> **Text section**:

┄┄┄┄┄┄┄┄┄┄

# What HD channels are FTA?



## smiddy

Are there any FTA Channels that are in HD, I couldn't determine that from the FTAList.com website.


----------



## FTA Michael

This is such a good question that it deserves its own thread, so I moved it over here. My FTA HD receiver hasn't arrived yet, but I know that PBS has its HD channel, and most of the sports feeds these days are HD. What else?


----------



## smiddy

The reason I ask is I'm considering getting an FTA setup, but I can not find, doing searches on the web, what channels are avialable in this manner. I am really encouraged that their are HD receivers/DVRs but I don't know what there is and from what I gather, correct my ignorance, it isn't well organized, making it tough to find information.


----------



## Chandu

If you see this link, you'll see:

http://lyngsat.com/freetv/United-States.html

HDTV Demo
LPB HD (which links to PBS-HD)
NET HD (which links to Nebraska specific PBS-HD)
Outdoor Channel 2 HD
PBS HD

This is over and above any random HD feeds you may run into from various localities - local news feeds, sports etc. The first channel in above list hardly counts. So right now it pretty much boils down to PBS-HD, Outdoor Channel 2 HD (if you're into watching unsuspecting, innocent animals being gunned down in HD resolution) and the random HD feeds. That's about it.


----------



## smiddy

Chandu said:


> If you see this link, you'll see:
> 
> http://lyngsat.com/freetv/United-States.html
> 
> HDTV Demo
> LPB HD (which links to PBS-HD)
> NET HD (which links to Nebraska specific PBS-HD)
> Outdoor Channel 2 HD
> PBS HD
> 
> This is over and above any random HD feeds you may run into from various localities - local news feeds, sports etc. The first channel in above list hardly counts. So right now it pretty much boils down to PBS-HD, Outdoor Channel 2 HD *(if you're into watching unsuspecting, innocent animals being gunned down in HD resolution)* and the random HD feeds. That's about it.


OK, you sold me, thanks for the links.


----------



## Chandu

smiddy said:


> OK, you sold me...


I myself got curious and looked at programming schedule of that channel.

http://www.outdoorchannel.com/Schedule.aspx?genre=ShowAll &format=hd

I'm sure glad I don't pay for this channel in HD and surely am not going to buy an FTA receiver/antenna to get it free.

Coming up at 5 PM Eastern on Satuday in full glory of HD resoultion:

Texas ******* Bull Bash

Right on!!!!!


----------



## PTown

Keep in mind some are KU and some are C band so your setup cost may play a role in your decision.


----------



## Chandu

PTown said:


> Keep in mind some are KU and some are C band so your setup cost may play a role in your decision.


From the link I posted, PBS-HD and LPB-HD are in Ku band, while NET-HD and Outdoor Channel 2 HD are in C band. The HDTV Demo states "Conus" which I'm not sure what it is. (Continental United States?? ) But if one is restricting themselves to Ku band, there is very little out there.


----------



## PTown

You are correct on what CONUS means.

┄┄┄┄┄┄┄┄┄┄

> **Task requirements**:
In the thread about free-to-air HD channels, which two channels does Chandu list as being in the C band?

┄┄┄┄┄┄┄┄┄┄

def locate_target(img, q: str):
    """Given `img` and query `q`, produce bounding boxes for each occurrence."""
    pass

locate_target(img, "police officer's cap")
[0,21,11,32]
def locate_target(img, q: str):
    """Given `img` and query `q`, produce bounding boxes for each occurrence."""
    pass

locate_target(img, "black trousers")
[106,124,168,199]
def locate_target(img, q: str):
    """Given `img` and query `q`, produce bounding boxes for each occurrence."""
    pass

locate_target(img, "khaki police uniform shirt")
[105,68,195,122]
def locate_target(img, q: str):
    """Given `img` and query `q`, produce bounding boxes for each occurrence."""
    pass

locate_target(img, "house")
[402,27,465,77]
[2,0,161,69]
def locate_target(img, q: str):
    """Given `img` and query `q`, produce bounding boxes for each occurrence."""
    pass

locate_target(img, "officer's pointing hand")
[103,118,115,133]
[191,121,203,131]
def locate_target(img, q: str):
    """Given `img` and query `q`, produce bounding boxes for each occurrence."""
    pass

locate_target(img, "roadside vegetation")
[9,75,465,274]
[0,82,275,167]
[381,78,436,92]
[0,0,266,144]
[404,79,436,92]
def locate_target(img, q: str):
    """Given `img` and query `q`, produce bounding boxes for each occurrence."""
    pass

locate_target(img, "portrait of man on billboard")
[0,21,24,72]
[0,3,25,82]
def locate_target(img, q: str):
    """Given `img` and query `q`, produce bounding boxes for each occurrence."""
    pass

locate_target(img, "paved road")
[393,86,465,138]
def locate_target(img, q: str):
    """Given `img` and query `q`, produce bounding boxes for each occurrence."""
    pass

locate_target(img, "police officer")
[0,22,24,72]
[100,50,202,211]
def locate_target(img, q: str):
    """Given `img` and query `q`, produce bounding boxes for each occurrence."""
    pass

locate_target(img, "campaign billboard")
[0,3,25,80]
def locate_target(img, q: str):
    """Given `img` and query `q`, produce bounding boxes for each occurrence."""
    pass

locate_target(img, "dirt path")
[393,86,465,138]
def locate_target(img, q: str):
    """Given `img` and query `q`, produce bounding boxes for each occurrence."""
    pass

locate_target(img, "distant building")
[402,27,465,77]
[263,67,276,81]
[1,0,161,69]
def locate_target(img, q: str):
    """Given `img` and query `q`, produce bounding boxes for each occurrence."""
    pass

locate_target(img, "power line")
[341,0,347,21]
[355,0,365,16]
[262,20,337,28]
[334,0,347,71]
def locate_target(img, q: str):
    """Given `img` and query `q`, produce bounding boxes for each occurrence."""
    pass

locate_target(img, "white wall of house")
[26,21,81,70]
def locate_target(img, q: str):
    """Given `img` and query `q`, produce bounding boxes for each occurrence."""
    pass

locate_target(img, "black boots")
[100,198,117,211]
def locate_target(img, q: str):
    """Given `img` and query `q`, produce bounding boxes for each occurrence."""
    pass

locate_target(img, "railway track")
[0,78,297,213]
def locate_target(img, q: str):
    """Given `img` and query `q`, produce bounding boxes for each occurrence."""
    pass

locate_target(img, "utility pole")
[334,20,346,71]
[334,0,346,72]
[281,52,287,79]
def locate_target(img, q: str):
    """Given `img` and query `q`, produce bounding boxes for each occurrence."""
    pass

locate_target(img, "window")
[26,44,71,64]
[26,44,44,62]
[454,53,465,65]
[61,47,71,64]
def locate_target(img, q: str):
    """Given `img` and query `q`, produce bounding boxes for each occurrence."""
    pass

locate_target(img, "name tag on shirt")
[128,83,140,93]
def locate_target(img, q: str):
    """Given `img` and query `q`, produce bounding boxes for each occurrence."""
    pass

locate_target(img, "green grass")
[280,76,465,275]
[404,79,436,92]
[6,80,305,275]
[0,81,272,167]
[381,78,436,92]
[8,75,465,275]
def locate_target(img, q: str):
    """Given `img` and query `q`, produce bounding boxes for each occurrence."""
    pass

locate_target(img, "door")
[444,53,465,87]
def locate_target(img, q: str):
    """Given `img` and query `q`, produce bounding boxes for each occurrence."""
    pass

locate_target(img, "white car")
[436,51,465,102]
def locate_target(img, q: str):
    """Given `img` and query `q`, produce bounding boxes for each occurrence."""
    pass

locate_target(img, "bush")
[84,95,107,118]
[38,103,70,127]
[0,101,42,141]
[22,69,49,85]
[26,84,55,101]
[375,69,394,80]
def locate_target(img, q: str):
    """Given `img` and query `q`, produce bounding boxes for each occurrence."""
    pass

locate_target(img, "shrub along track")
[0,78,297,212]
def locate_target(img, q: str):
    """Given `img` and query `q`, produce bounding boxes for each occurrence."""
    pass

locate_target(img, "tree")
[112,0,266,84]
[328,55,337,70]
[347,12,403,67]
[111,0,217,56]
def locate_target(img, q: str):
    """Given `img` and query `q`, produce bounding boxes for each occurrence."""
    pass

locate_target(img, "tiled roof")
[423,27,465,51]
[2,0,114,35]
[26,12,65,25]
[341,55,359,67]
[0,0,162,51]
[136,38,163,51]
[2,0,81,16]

┄┄┄┄┄┄┄┄┄┄

> **Problem solution**:
NET-HD and Outdoor Channel 2 HD.